(Image-grounded pointing data)
^^^^^^^^^^^^^^^^
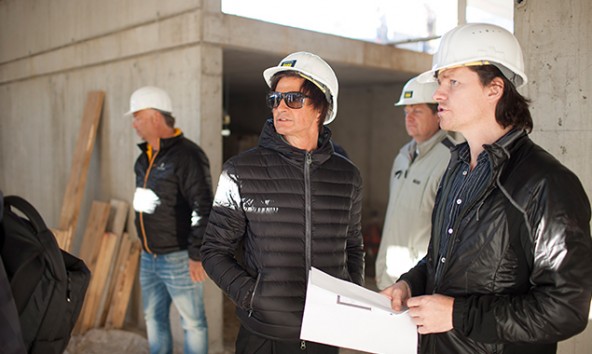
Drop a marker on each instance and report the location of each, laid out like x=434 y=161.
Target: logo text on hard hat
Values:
x=289 y=63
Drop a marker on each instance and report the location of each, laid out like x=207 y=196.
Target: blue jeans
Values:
x=165 y=279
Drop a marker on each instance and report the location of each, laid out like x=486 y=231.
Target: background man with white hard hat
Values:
x=293 y=204
x=414 y=180
x=508 y=268
x=172 y=201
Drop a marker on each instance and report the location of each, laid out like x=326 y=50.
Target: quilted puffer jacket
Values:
x=288 y=210
x=179 y=174
x=518 y=263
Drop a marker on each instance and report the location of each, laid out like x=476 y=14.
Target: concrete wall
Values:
x=555 y=37
x=53 y=53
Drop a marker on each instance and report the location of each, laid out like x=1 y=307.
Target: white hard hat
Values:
x=150 y=97
x=479 y=44
x=314 y=69
x=415 y=92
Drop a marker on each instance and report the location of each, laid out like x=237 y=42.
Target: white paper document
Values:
x=346 y=315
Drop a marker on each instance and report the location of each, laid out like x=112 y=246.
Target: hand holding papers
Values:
x=344 y=314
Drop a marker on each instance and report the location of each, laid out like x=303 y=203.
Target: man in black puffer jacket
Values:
x=291 y=203
x=172 y=201
x=508 y=266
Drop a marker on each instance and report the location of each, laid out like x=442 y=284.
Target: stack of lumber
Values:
x=108 y=251
x=112 y=256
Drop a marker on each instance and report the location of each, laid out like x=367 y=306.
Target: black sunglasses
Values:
x=294 y=100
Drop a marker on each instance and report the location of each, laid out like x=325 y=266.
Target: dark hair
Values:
x=315 y=95
x=168 y=118
x=512 y=108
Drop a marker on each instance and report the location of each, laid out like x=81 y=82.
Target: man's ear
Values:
x=496 y=88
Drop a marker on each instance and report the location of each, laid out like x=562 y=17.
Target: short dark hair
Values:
x=168 y=118
x=314 y=93
x=512 y=108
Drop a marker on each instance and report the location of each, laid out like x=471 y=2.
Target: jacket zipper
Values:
x=308 y=212
x=253 y=294
x=144 y=238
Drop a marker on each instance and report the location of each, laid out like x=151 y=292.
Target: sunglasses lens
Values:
x=274 y=99
x=294 y=100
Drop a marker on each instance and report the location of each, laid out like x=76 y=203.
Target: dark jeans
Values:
x=250 y=343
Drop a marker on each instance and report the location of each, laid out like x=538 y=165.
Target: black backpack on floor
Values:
x=47 y=283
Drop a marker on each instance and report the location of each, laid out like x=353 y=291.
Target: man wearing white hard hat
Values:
x=414 y=180
x=291 y=204
x=508 y=268
x=172 y=201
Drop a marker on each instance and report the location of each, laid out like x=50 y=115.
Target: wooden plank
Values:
x=80 y=162
x=118 y=216
x=115 y=225
x=97 y=281
x=124 y=281
x=93 y=234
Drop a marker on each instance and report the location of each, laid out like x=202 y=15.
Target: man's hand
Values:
x=431 y=313
x=196 y=271
x=399 y=293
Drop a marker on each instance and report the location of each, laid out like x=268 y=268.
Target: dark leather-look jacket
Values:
x=518 y=264
x=179 y=174
x=289 y=210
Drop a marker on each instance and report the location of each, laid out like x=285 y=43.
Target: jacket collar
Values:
x=425 y=146
x=164 y=143
x=498 y=152
x=270 y=139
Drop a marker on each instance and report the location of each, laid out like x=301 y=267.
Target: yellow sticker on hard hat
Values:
x=317 y=84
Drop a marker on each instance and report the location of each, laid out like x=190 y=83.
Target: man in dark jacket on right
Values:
x=508 y=267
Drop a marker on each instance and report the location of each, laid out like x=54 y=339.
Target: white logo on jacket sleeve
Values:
x=145 y=200
x=227 y=194
x=262 y=208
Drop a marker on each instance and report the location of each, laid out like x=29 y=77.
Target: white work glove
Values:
x=145 y=200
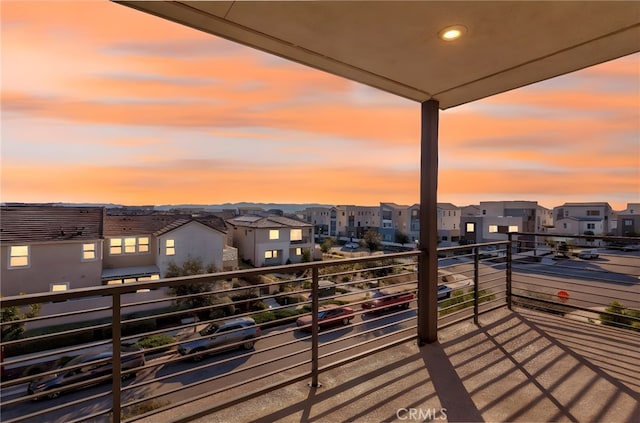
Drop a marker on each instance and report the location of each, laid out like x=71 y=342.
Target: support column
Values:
x=428 y=260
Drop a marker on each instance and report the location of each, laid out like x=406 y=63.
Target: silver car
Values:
x=85 y=370
x=221 y=336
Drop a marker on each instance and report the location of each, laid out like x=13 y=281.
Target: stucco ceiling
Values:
x=394 y=45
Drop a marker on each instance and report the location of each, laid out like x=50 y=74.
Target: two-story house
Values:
x=583 y=219
x=141 y=247
x=629 y=220
x=394 y=220
x=497 y=218
x=47 y=248
x=448 y=223
x=355 y=221
x=323 y=219
x=271 y=240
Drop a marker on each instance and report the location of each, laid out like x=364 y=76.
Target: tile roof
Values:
x=155 y=223
x=40 y=223
x=267 y=222
x=121 y=225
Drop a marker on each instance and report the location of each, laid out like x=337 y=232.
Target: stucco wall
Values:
x=51 y=263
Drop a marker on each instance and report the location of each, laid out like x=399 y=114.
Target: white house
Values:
x=271 y=240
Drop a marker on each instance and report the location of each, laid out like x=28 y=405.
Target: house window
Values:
x=115 y=246
x=170 y=247
x=60 y=286
x=130 y=245
x=143 y=244
x=89 y=251
x=19 y=256
x=271 y=254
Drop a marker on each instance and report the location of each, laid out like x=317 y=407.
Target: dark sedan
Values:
x=328 y=315
x=85 y=368
x=387 y=301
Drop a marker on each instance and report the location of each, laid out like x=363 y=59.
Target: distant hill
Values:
x=285 y=207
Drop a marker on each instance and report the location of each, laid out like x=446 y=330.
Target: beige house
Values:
x=271 y=240
x=48 y=248
x=141 y=247
x=353 y=221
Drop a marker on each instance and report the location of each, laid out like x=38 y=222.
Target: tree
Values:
x=326 y=245
x=402 y=238
x=373 y=239
x=189 y=268
x=15 y=314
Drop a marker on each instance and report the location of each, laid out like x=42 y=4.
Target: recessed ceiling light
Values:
x=452 y=32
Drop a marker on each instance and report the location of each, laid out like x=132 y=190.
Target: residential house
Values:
x=449 y=216
x=448 y=223
x=201 y=239
x=323 y=219
x=394 y=220
x=629 y=220
x=583 y=219
x=355 y=221
x=141 y=247
x=496 y=218
x=271 y=240
x=47 y=248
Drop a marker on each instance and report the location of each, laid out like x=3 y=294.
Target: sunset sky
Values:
x=102 y=103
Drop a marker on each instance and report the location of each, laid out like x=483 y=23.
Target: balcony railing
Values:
x=528 y=270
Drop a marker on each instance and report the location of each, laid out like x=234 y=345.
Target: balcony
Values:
x=527 y=331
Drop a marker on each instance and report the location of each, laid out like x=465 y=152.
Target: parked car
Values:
x=386 y=301
x=588 y=254
x=328 y=315
x=84 y=368
x=221 y=336
x=444 y=292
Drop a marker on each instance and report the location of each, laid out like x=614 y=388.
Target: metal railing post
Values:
x=476 y=283
x=315 y=300
x=509 y=268
x=116 y=375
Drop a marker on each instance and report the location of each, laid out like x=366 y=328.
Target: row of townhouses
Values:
x=48 y=248
x=486 y=222
x=57 y=248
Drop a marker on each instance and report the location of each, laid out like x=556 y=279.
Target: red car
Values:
x=328 y=315
x=386 y=301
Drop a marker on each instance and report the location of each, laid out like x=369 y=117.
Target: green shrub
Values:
x=154 y=341
x=141 y=408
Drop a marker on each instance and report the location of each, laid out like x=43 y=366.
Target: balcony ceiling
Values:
x=394 y=45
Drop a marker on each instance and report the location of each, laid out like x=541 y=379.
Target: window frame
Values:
x=296 y=231
x=14 y=258
x=170 y=245
x=94 y=250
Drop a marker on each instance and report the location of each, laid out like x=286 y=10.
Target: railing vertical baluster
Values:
x=476 y=283
x=116 y=378
x=509 y=268
x=315 y=299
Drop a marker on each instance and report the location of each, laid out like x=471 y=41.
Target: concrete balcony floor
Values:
x=519 y=365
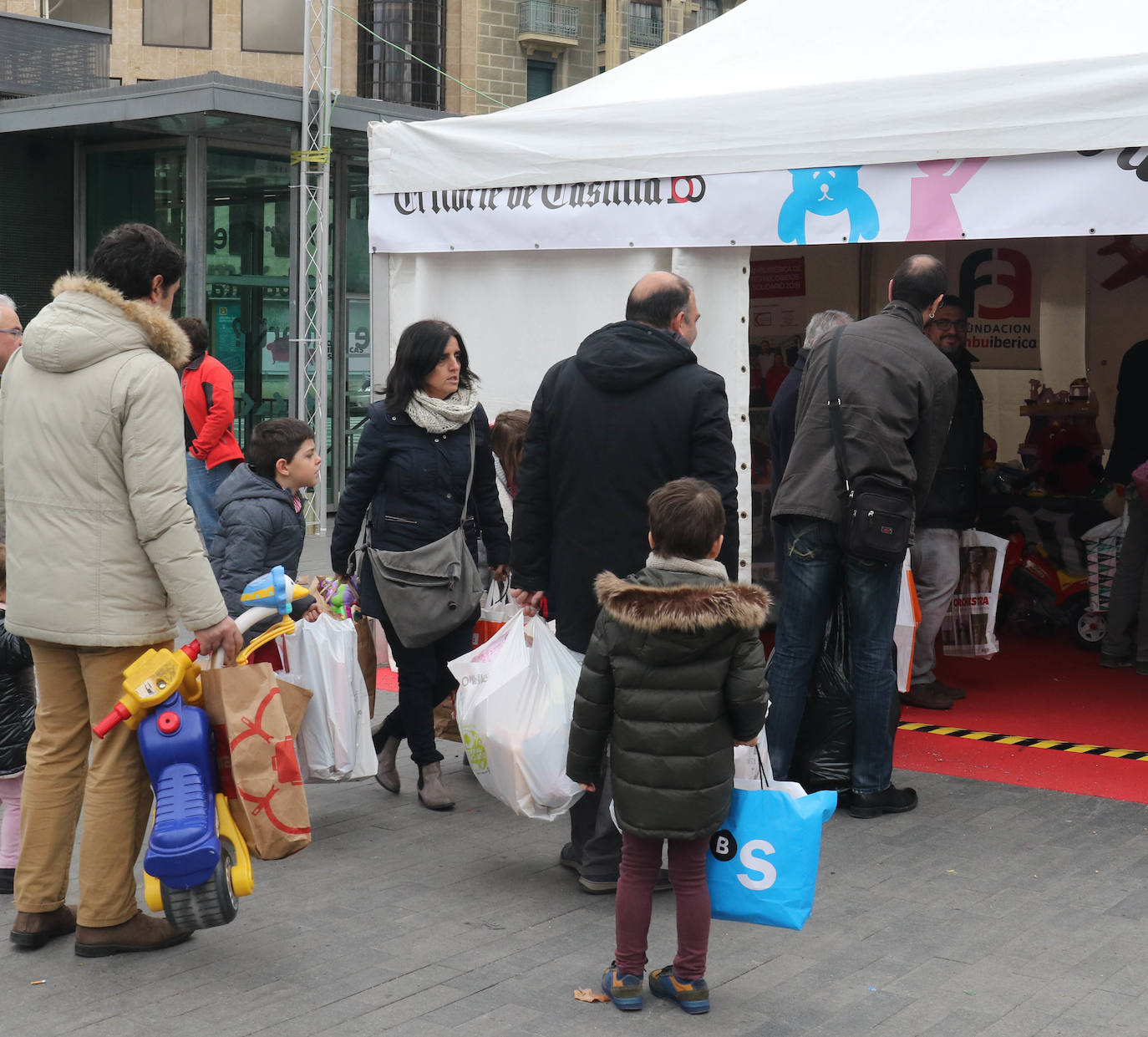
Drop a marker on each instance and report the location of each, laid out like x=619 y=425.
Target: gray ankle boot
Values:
x=389 y=774
x=433 y=791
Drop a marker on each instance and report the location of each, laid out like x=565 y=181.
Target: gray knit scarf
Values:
x=703 y=567
x=435 y=414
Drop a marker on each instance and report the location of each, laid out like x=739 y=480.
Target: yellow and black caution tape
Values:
x=1027 y=743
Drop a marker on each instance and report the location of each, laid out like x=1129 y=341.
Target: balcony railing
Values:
x=540 y=18
x=645 y=31
x=38 y=57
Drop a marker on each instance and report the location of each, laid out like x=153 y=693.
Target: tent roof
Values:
x=774 y=84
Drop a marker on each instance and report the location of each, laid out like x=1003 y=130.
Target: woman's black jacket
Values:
x=18 y=701
x=414 y=481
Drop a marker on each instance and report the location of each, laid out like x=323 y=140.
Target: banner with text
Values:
x=1068 y=194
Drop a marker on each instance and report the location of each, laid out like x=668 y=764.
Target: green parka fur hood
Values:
x=673 y=677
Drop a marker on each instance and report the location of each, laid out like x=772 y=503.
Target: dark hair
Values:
x=418 y=353
x=685 y=518
x=507 y=436
x=131 y=255
x=918 y=281
x=275 y=439
x=196 y=332
x=660 y=307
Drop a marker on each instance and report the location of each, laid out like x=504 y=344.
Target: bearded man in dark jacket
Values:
x=629 y=413
x=896 y=393
x=953 y=505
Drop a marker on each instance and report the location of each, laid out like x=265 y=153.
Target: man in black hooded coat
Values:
x=629 y=413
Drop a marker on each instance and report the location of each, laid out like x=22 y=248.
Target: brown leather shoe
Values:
x=34 y=928
x=927 y=697
x=143 y=933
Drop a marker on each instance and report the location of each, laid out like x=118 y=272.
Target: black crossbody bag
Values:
x=877 y=515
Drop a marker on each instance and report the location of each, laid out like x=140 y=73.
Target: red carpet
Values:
x=1037 y=688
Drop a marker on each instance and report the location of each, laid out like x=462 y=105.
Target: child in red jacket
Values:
x=209 y=409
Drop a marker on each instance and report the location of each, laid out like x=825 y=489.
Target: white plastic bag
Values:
x=334 y=742
x=969 y=626
x=515 y=703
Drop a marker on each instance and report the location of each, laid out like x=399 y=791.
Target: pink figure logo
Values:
x=932 y=212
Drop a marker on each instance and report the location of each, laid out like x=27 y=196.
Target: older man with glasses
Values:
x=12 y=331
x=952 y=506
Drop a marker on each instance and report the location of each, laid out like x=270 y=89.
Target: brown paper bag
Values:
x=445 y=724
x=258 y=772
x=368 y=659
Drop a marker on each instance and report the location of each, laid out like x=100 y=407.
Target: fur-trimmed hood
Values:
x=690 y=603
x=89 y=321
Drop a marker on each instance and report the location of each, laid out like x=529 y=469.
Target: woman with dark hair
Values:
x=507 y=438
x=411 y=469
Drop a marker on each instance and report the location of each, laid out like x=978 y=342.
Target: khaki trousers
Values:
x=79 y=687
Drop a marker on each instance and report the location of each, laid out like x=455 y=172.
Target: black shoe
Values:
x=1114 y=662
x=598 y=884
x=892 y=801
x=927 y=697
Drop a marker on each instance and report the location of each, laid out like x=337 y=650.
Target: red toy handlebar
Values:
x=119 y=712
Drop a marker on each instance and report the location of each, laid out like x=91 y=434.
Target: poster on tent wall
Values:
x=1064 y=194
x=999 y=285
x=1117 y=315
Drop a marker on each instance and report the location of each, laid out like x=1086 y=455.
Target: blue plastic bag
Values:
x=763 y=862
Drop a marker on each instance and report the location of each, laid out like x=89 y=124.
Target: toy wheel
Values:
x=212 y=902
x=1087 y=628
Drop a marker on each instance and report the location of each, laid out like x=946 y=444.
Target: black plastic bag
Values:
x=823 y=751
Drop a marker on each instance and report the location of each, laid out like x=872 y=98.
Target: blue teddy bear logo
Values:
x=826 y=192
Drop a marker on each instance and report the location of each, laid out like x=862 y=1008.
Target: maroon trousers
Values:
^^^^^^^^^^^^^^^^
TASK TO COMPLETE ▸ Take the line above containing "Target: stucco wall", the line containing "like x=483 y=23.", and all lines in between, and copy them exactly without anything else.

ANSWER TO THIS EXERCISE ▸
Target: stucco wall
Values:
x=51 y=263
Drop a marker on each instance and report the location of each, laid out like x=399 y=114.
Target: white house
Values:
x=271 y=240
Drop a marker on each instance and report the location of each, laid out like x=28 y=405.
Target: house window
Values:
x=115 y=246
x=170 y=247
x=60 y=286
x=130 y=245
x=143 y=244
x=89 y=251
x=19 y=256
x=271 y=254
Drop a marker on each instance and report the location of each, laid out like x=317 y=407.
Target: dark sedan
Values:
x=328 y=315
x=85 y=368
x=387 y=301
Drop a marker on each instance and report the location of each, laid out like x=363 y=59.
Target: distant hill
Values:
x=285 y=207
Drop a marker on each instance and report the location of each, laid out like x=446 y=330.
Target: beige house
Values:
x=271 y=240
x=48 y=248
x=141 y=247
x=353 y=221
Drop a marker on each instance and report the location of each, laid out like x=38 y=222.
Target: tree
Values:
x=326 y=245
x=402 y=238
x=373 y=239
x=189 y=268
x=15 y=314
Drop a marker on each instance and report the location of each, laid out like x=42 y=4.
Target: recessed ceiling light
Values:
x=452 y=32
Drop a marker on each instance and report the location of each, laid out like x=132 y=190.
Target: residential house
Values:
x=449 y=216
x=448 y=223
x=201 y=239
x=323 y=219
x=394 y=220
x=629 y=220
x=583 y=219
x=355 y=221
x=141 y=247
x=496 y=218
x=271 y=240
x=47 y=248
Drop a marker on each instance and report the location of each, laid out like x=3 y=294.
Target: sunset sky
Values:
x=102 y=103
Drop a marker on each instance and report the location of each, laid out like x=483 y=23.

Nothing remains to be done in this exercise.